Material for this task:
━━━━━━━━━━━━━━━━
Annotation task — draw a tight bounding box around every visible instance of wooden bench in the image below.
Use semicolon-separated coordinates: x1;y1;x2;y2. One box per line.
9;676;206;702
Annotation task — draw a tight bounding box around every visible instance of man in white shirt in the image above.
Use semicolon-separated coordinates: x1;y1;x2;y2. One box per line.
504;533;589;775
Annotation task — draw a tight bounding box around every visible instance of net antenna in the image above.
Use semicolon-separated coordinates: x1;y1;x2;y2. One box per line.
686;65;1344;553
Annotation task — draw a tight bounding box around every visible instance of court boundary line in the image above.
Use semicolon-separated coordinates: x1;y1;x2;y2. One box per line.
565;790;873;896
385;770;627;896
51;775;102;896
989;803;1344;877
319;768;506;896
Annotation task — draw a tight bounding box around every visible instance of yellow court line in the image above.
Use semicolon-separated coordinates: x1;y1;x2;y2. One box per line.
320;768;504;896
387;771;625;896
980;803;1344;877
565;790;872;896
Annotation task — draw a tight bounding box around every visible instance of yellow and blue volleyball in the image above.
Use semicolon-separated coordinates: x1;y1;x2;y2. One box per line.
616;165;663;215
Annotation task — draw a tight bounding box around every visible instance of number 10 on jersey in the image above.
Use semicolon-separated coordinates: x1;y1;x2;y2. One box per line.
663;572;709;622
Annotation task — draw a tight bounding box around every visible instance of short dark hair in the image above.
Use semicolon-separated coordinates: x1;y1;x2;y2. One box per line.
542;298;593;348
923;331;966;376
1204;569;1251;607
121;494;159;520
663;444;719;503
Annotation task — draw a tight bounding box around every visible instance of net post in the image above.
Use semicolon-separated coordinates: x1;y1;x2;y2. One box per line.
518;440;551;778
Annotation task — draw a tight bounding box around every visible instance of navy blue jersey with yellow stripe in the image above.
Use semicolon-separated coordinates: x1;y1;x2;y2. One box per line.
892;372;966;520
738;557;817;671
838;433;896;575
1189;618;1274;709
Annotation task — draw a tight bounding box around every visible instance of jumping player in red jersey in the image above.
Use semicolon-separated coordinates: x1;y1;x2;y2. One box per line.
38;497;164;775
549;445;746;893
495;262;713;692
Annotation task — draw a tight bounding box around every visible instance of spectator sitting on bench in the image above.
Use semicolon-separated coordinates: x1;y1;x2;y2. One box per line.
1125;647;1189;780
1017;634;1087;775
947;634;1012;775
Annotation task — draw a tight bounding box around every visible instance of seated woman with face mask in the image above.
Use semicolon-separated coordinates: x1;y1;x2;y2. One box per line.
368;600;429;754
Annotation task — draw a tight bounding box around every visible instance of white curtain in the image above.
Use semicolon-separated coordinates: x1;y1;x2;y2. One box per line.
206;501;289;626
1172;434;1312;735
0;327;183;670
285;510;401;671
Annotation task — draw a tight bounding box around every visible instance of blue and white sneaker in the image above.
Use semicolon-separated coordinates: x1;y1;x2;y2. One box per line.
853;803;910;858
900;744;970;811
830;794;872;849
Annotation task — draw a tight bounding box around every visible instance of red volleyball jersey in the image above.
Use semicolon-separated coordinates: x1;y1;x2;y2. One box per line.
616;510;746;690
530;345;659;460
━━━━━━━━━━━━━━━━
Convert the records above into a two-column CSV with the header row instruction,boxes and one row per record. Put each record's instruction text and its answer in separate quoted fields, and replace every line break inside a field with a single space.

Reply to the exercise:
instruction,boxes
"Annotation task — draw a tight bounding box around every visible instance of wooden bench in the image below. Use semicolon-separated coordinates: x1;y1;x2;y2. One box per line.","9;676;206;702"
"Annotation task — draw a tight bounding box around every visible instance of man in white shirt in the image above. Use semicolon-separated coordinates: x1;y1;x2;y2. One box per line.","504;533;589;775"
"Annotation task — draw a tight bounding box around every visible instance of net antenna in the image above. Use semicolon-separated coordinates: x1;y1;x2;y2. One box per line.","686;65;1344;553"
"Annotation task — draw a tight bounding box around every visible instance of court boundary line in the image above. Use semicolon-separated coordinates: x1;y1;x2;y2. One box per line.","565;790;873;896 385;770;627;896 51;775;102;896 989;803;1344;877 319;768;506;896"
"Annotation task — draw a tight bounding box around every visible instance of yellow court line in the image above. Use semicolon-separated coordinates: x1;y1;x2;y2. One box per line.","320;768;504;896 387;771;625;896 980;803;1344;877 565;790;872;896"
"Annotation task — draw a tight bounding box around every visible instance of yellow and blue volleyball in the image above. Use semicolon-separated coordinates: x1;y1;x2;y2. One box per line.","616;165;663;215"
"Annotation task — draw a tight bounding box around every visible instance of number 10 on jersey in the image above. Use semicolon-separated coordinates: x1;y1;x2;y2. One box per line.","663;572;709;622"
"Annotation task — draw a tight bounding box around every visible instance of short dark hair in the image above. Use semicolon-separated coordinates: x1;y1;x2;y2. One box per line.","542;298;593;348 923;331;966;376 1204;569;1251;607 121;494;159;520 663;444;719;503"
"Annotation task — draw a tight bounding box around every visible instance of net post in the image above. Use semicolon-separated coordinates: x1;y1;x2;y2. One box per line.","518;440;551;778"
"Annotation task — draw a tight bounding box around every visible instance of navy blue jersey with yellow stripe in the image above. Use semicolon-separated coordinates: x1;y1;x2;y2. One box per line.","892;372;966;520 738;557;817;671 838;433;896;575 1189;618;1274;709"
"Annotation task — draw a tight bounding box around every visible instance of jumping player in red jersey in the image above. Use semicolon-separated coordinates: x1;y1;x2;y2. One box per line.","38;497;164;775 549;445;746;893 495;262;713;692"
"Annotation task — draw a tight bounding box around every visible instance of spectator sitting on bench in the image above. Use semicolon-separated coordinates: x1;y1;x2;y2. One box per line.","1125;647;1189;780 1017;634;1087;775 947;634;1012;775"
"Annotation task — draw a tight bounding box around every visible instance of seated woman with face mask in the image above. Use semicolon-separated coordinates: x1;y1;x2;y2. One box per line.","368;600;429;754"
"Annotation task — draw a tight bounding box around every visible instance of white curtain in the image above. Use semicolon-separated coordinates: x1;y1;x2;y2. One box per line.","206;501;289;626 1172;434;1312;735 0;327;183;670 285;510;401;671"
"Annotation task — draw a tight bounding box around every visible instance of blue and white sneaker in the image above. Use semicolon-separated coordinates: x1;y1;x2;y2. One box per line.","853;803;910;858 900;744;970;811 830;794;872;849"
"Annotation task — draw a tight bounding box around every visible instance of red volleyball jersey in the image above. Use semicolon-separated coordinates: x1;y1;x2;y2. One box per line.","616;510;746;690 530;345;659;460"